* Begin Recorded information *
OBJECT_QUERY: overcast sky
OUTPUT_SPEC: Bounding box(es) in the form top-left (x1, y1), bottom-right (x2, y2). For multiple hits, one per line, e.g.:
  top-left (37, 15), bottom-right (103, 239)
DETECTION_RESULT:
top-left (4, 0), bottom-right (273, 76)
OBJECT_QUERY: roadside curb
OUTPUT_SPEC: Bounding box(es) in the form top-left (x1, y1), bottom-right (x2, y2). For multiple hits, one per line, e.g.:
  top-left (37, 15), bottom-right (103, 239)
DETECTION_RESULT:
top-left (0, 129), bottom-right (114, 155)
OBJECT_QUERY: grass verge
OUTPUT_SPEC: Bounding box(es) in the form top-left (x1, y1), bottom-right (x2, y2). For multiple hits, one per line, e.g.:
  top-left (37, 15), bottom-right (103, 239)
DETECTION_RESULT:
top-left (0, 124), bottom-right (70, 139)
* End Recorded information *
What you will do ▸
Reproduce every line of the records above, requests included, shifting each bounding-box coordinate in the detection results by adding 141. The coordinates in the format samples remain unchanged.

Solution for this problem ▸
OBJECT_QUERY: overcast sky
OUTPUT_SPEC: Bounding box(es) in the form top-left (x1, y1), bottom-right (x2, y2). For multiple hits, one per line, e.g.:
  top-left (37, 15), bottom-right (103, 239)
DETECTION_RESULT:
top-left (145, 141), bottom-right (414, 217)
OBJECT_QUERY: roadside curb
OUTPUT_SPEC: Bounding box(es) in the form top-left (x1, y1), bottom-right (x2, y2). For multiple hits, one per line, e.g.:
  top-left (37, 15), bottom-right (103, 239)
DETECTION_RESULT:
top-left (141, 270), bottom-right (255, 296)
OBJECT_QUERY: grass verge
OUTPUT_SPEC: Bounding box(es) in the form top-left (x1, y1), bottom-right (x2, y2). For multiple hits, one per line, e.g.:
  top-left (37, 15), bottom-right (103, 239)
DETECTION_RESULT:
top-left (141, 265), bottom-right (211, 280)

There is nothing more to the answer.